— Begin DATA SHOWN —

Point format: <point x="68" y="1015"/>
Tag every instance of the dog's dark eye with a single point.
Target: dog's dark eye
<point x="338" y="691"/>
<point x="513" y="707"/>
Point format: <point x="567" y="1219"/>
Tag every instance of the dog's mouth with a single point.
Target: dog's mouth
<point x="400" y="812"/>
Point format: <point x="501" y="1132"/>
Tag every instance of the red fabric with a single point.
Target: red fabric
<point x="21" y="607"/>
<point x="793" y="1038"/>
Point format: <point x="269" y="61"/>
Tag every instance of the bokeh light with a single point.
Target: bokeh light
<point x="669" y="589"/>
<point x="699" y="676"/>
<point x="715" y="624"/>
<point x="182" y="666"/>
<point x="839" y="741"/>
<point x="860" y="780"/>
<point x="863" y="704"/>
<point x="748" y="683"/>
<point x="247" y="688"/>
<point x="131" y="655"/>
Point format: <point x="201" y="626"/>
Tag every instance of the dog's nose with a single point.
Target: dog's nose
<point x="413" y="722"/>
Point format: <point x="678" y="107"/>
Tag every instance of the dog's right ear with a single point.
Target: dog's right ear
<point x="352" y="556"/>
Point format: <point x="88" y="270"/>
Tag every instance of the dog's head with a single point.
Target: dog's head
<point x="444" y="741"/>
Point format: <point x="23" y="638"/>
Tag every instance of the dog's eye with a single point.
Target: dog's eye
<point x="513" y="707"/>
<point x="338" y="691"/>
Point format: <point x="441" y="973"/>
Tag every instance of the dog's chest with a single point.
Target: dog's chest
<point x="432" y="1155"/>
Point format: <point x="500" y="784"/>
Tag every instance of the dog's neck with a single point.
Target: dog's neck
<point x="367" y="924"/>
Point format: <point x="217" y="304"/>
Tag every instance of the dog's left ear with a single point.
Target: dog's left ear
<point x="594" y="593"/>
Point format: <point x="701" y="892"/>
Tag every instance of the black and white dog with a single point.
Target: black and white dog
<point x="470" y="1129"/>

— End DATA SHOWN —

◆ TASK DIRECTIONS
Give back all the records exactly as they stand.

◆ RESPONSE TO THIS TASK
Point format: <point x="68" y="1015"/>
Tag every instance of the dog's dark eye with a single point.
Target: dog's dark eye
<point x="338" y="691"/>
<point x="513" y="707"/>
Point format: <point x="567" y="1219"/>
Tag every instance of the dog's mouth with a single point.
Target: dog's mouth
<point x="400" y="812"/>
Point format: <point x="501" y="1132"/>
Tag every instance of the red fabric with a single point.
Target: red fabric
<point x="21" y="607"/>
<point x="793" y="1038"/>
Point format: <point x="269" y="61"/>
Tag every instance of the bokeh light with a single point.
Target: bokeh light
<point x="669" y="589"/>
<point x="699" y="676"/>
<point x="715" y="624"/>
<point x="182" y="666"/>
<point x="839" y="741"/>
<point x="860" y="780"/>
<point x="863" y="704"/>
<point x="748" y="683"/>
<point x="247" y="688"/>
<point x="131" y="655"/>
Point format: <point x="201" y="626"/>
Tag every instance of the dog's nose with a single point.
Target: dog's nose
<point x="413" y="722"/>
Point format: <point x="678" y="107"/>
Tag every instance of the dog's right ear with a single point.
Target: dog's right ear
<point x="352" y="556"/>
Point format: <point x="88" y="270"/>
Tag every instance of the dog's head with a single point.
Target: dog's head
<point x="444" y="741"/>
Point format: <point x="23" y="638"/>
Tag every instance of the dog's eye with a single point.
Target: dog's eye
<point x="513" y="707"/>
<point x="338" y="691"/>
Point format: <point x="441" y="973"/>
Tag every instance of the dog's chest with a single point.
Target: dog's chest
<point x="432" y="1155"/>
Point format: <point x="500" y="784"/>
Tag every instance of the dog's neck with a single point.
Target: dog's neck
<point x="367" y="924"/>
Point format: <point x="217" y="304"/>
Tag every instance of the dog's left ear with a single point.
Target: dog's left ear
<point x="594" y="593"/>
Point format: <point x="701" y="892"/>
Tag every instance of the black and white dog with a single point.
Target: black and white dog
<point x="470" y="1129"/>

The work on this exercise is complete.